- [Texto de origem]:
- - - - - - -

Em pesquisas anteriores, a mesma equipe identificou que os nerônios que respondem à liberação da kisspeptina estão presentes na glândula pituitária - região cerebral relacionada aos principais hormônios do corpo - e na amígdala, estrutura neural que desempenha papel importante no processamento das emoções. “A amígdala faz parte do sistema límbico, envolvido na regulação do comportamento sociossexual. Mas não se sabe muito sobre o tipo de célula neuronal que medeia esses comportamentos”, explica ao EM Daniel Adekunbi, um dos autores e pesquisador do King’s College de Londres, no Reino Unido.

Segundo o cientista, a descoberta de uma “significativa população de neurônios da kisspeptina” nessa região os levou à hipótese de que esse hormônio poderia estar envolvido na regulação do processamento emocional e do comportamento sexual. Para testar a ideia, a equipe usou uma série de drogas capazes de ativar e desativar a ação da kisspeptina em ratos machos. Os cientistas notaram que, quando as células nervosas que respondem ao hormônio foram ativadas, as cobaias demonstraram comportamento menos ansioso e interagiram mais com companheiras de espécie. O mesmo não ocorreu quando a ação da kisspeptina foi desativada.

- - - - - - -

Descrições de regiões em linguagem natural
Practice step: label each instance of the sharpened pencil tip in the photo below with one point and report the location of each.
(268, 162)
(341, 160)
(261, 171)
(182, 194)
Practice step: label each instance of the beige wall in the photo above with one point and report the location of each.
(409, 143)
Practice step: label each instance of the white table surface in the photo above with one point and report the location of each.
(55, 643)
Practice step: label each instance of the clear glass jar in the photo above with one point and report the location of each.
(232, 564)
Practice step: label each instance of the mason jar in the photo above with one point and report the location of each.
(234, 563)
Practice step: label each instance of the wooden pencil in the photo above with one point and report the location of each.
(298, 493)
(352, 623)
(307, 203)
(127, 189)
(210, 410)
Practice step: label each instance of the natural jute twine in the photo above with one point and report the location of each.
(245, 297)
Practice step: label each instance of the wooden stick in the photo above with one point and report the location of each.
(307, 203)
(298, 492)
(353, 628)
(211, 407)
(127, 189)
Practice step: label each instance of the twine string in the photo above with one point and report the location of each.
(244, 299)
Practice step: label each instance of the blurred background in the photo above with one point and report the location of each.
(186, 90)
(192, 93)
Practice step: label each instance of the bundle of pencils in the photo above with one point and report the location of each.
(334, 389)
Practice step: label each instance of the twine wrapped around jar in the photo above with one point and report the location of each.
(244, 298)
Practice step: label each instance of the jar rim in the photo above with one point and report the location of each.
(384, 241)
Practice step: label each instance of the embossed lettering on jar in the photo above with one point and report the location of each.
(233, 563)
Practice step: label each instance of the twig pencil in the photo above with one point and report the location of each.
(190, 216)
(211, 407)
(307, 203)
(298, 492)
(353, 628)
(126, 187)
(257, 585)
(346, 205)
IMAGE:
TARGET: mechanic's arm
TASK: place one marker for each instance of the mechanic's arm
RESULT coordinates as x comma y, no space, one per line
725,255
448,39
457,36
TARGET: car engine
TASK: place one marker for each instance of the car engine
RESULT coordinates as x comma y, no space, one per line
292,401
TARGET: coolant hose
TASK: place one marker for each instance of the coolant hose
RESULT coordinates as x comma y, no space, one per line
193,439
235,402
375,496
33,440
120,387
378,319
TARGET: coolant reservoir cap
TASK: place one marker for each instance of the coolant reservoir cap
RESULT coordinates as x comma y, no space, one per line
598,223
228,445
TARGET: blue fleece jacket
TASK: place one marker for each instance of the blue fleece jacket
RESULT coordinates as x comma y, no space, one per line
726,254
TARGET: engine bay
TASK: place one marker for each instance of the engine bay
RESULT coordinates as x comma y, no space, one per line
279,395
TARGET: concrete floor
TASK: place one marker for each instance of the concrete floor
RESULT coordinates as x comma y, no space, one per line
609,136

- - - - - - -

- [Tarefas]:
- a) Transcreva o trecho do texto sobre a kisspeptina que começa com as palavras "Em pesquisas anteriores, a" e termina com "no Reino Unido.".
- b) Dê continuidade ao texto sobre a kisspeptina a partir da última frase apresentada.

- [Respostas]:
- a)
Em pesquisas anteriores, a mesma equipe identificou que os nerônios que respondem à liberação da kisspeptina estão presentes na glândula pituitária - região cerebral relacionada aos principais hormônios do corpo - e na amígdala, estrutura neural que desempenha papel importante no processamento das emoções. “A amígdala faz parte do sistema límbico, envolvido na regulação do comportamento sociossexual. Mas não se sabe muito sobre o tipo de célula neuronal que medeia esses comportamentos”, explica ao EM Daniel Adekunbi, um dos autores e pesquisador do King’s College de Londres, no Reino Unido.

- b)
Para os pesquisadores, as constatações indicam que os neurônios que respondem a esse hormônio estão coordenando a motivação sexual e os comportamentos de ansiedade de maneira que encoraja o sexo e, portanto, aumenta as chances de reprodução bem-sucedida. “Observamos que a ativação de neurônios da amígdala ligados à kisspeptina modulam a resposta ansiolítica de forma positiva para a cópula. Isso mostra o papel promissor desse hormônio como agente terapêutico para a disfunção sexual relacionada à ansiedade”, destaca Adekunbi.

Inovação

Fabio Pasqualoto, urologista e membro da Sociedade Brasileira de Reprodução Assistida, destaca que a pesquisa foge do convencional e apresenta detalhes altamente relevantes relacionados ao desejo sexual. Caso os efeitos se repitam em humanos, trariam um grande ganho para a área médica, segundo o especialista. “Muitas pessoas ficam inibidas ao chegar perto do sexo oposto e evitam se aproximar. Por isso, muitos homens precisam beber álcool para abordar as mulheres. Isso está ligado à ansiedade. Vemos nesse estudo que o estímulo abordado pelos cientistas reverteu esse comportamento nos ratos. Conseguir repetir o mesmo efeito em humanos seria um grande ganho”, destaca.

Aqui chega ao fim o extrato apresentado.